Excerpt:

Start of Block

Running with bulls constitutes bad look for Norman
By DERON SNYDER (as published in The Washington Times)
If you’re a fan of Washington’s NFL team – or one of its executives, coaches, or players – you can’t be thrilled after viewing a recent video clip from Pamplona, Spain.
There was starting cornerback Josh Norman, whose $14.5 million salary cap number is the team’s third highest, engaging in behavior that’s downright dangerous and arguably reckless. “I had to face the bull straight on,” Norman said on Instagram. “It was fun. It was worth it.”
Running with the bulls seems hazardous enough by itself; hurdling the bulls seems like a borderline death wish.
In case you missed it, Norman was at the famed San Fermin annual festival that draws hundreds of thousands of international visitors. They run through the city streets, with fighting bulls alongside or behind them, for what surely must be a massive adrenaline rush.
Norman was recorded leaping over one of the animals in a bullring.
Not once, but twice.
In the first jump, Norman approaches head-on and barely clears the horns as the bull tries to gore him. The second jump appears less perilous, with Norman approaching from the side and vaulting a bull’s back.
Other participants were less fortunate. A San Francisco public defender, Jaime Alvarez, was gored in the neck as he filmed a video selfie after completing the 875-meter course through the city to the bullring.
“The joy and excitement of being in the bullring quickly turned into a scare, into real fear for my life,” Alvarez told the Associated Press after undergoing 2-1/2 hours of surgery. “In the course of a few seconds, a million thoughts came to my mind, and that of dying was definitely one of them.”
(Not to wish death on anyone, but is it wrong to root for the bulls during these events? Is it cruel to laugh at pictures of a runner being gored, like the hapless Ole Miss student who a few years ago was hooked in – among other body parts – his sphincter? Is it OK to oppose torturing and killing bulls for entertainment purposes, while agreeing wholeheartedly that injured participants get what they deserve?)
I understand that thrill-seekers are wired differently than the rest of us. I also understand that “danger” is a relative concept with a multiplicity of degrees. A team can’t expect its players to go through life in bubble-wrapped safety boxes during their free time, but requesting a modicum of discretion isn’t unreasonable.
The standard NBA contract prohibits players from engaging “in any activity that a reasonable person would recognize as involving or exposing the participant to a substantial risk of bodily injury.” The pastimes, which include sky diving, hang gliding, mountain climbing and motorcycle riding, were updated in the last Collective Bargaining Agreement with additions such as hoverboards, trampolines, and jet skis.
The NFL uniform player contract is much less explicit, disallowing nothing specifically but “any activity other than football which may involve a significant risk of personal injury.”
Most reasonable people would include, say, racing on motor vehicles and bungee jumping, which that are mentioned in NBA contracts. Presumably, most everyone also would agree that running with bulls – or jumping over them – should be prohibited, too.
But if anyone in Ashburn has a problem with Norman’s offseason to-do list, they have kept it to themselves.
Contrast that silence with the reaction from Kansas City Chiefs general manager Brett Veach in February when he saw video of MVP Patrick Mahomes playing pickup basketball. “As soon as I saw it, it probably took me about two seconds to call his agent and tell him that was a big no-no,” Veach said in a radio interview. “The kingdom can rest assure that we have that under control; no more basketball for Pat.”
Except upholding that ban could prove challenging. San Francisco cornerback Richard Sherman, a vice president of the NFL Players’ Association executive committee, said Mahomes has a right to partake in pickup basketball. “If they don’t want him hooping then put it in the contract,” Sherman tweeted. “It’s not there so he can do as he pleases. Most players do.”
I wonder how many also test themselves against 1,500-pound animals.
According to San Fermin’s organizers, 95 percent of the runners come out “victorious and unharmed.” The festival’s website further states that “1 in every 800 receives blows and serious traumatisims – particularly to the head – involving transfer to hospital; 1 in every 2,500 runners is gored and 1 in every 100,000 dies.”
So, perhaps the danger Norman faced wasn’t as bad as it seemed.
But it made for a bad look, nonetheless, a look that NFL teams shouldn’t want to see repeated.

End of Block

Problem set:
1 – Print the column's passage from "I wonder how" up to and including "as it seemed.".
2 – How long was the course that Jaime Alvarez completed through the city to the bullring, according to the column?

Data for analysis:
Start of Block

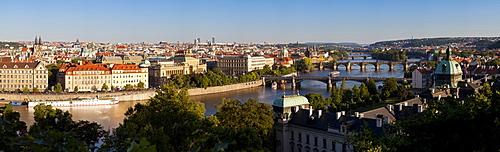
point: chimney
(310, 110)
(419, 108)
(398, 107)
(379, 122)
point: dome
(448, 65)
(290, 101)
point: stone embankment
(123, 95)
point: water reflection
(111, 116)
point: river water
(110, 116)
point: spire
(448, 54)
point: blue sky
(257, 21)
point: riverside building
(18, 75)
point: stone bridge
(348, 64)
(328, 80)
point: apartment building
(242, 64)
(123, 74)
(87, 76)
(18, 75)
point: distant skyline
(258, 21)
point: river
(110, 116)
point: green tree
(141, 85)
(26, 89)
(35, 89)
(251, 120)
(128, 87)
(431, 64)
(58, 88)
(169, 120)
(104, 87)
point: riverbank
(123, 95)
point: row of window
(299, 139)
(9, 86)
(23, 76)
(22, 71)
(22, 81)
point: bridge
(348, 64)
(328, 80)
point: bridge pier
(264, 81)
(330, 85)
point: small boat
(334, 74)
(15, 103)
(274, 85)
(79, 102)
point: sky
(256, 21)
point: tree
(141, 85)
(249, 119)
(26, 89)
(35, 89)
(54, 129)
(169, 120)
(58, 88)
(104, 87)
(128, 87)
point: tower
(37, 47)
(448, 71)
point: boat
(334, 74)
(274, 85)
(77, 102)
(15, 103)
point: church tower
(37, 47)
(448, 72)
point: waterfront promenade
(131, 95)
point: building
(129, 74)
(422, 78)
(448, 72)
(299, 127)
(242, 64)
(84, 76)
(87, 76)
(18, 75)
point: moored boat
(80, 102)
(334, 74)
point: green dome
(290, 101)
(448, 65)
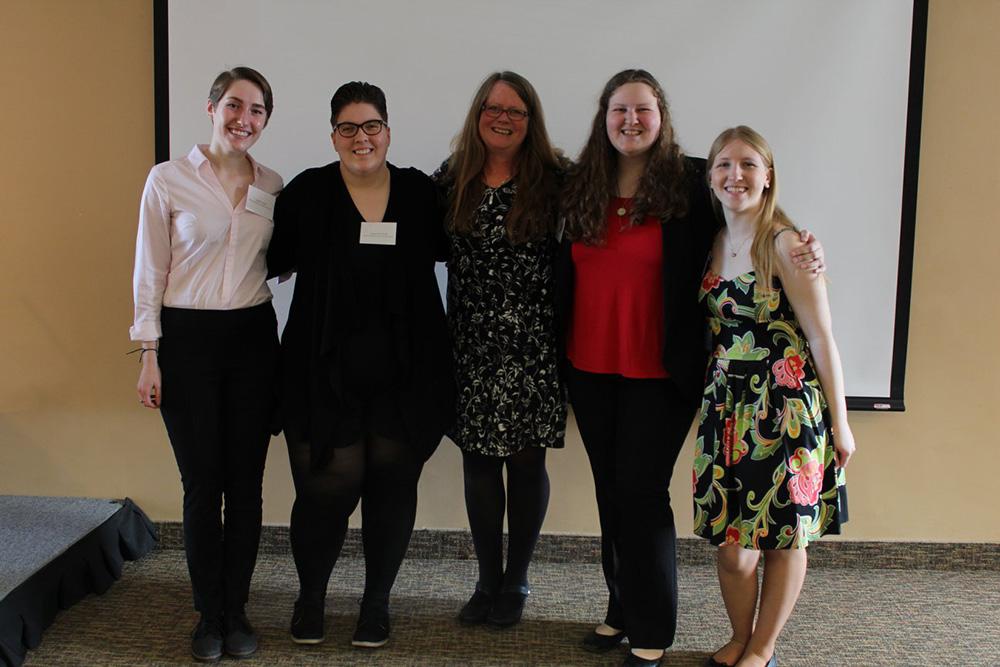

End of Block

Answers given:
1 –
I wonder how many also test themselves against 1,500-pound animals.
According to San Fermin’s organizers, 95 percent of the runners come out “victorious and unharmed.” The festival’s website further states that “1 in every 800 receives blows and serious traumatisims – particularly to the head – involving transfer to hospital; 1 in every 2,500 runners is gored and 1 in every 100,000 dies.”
So, perhaps the danger Norman faced wasn’t as bad as it seemed.

2 – 875 meters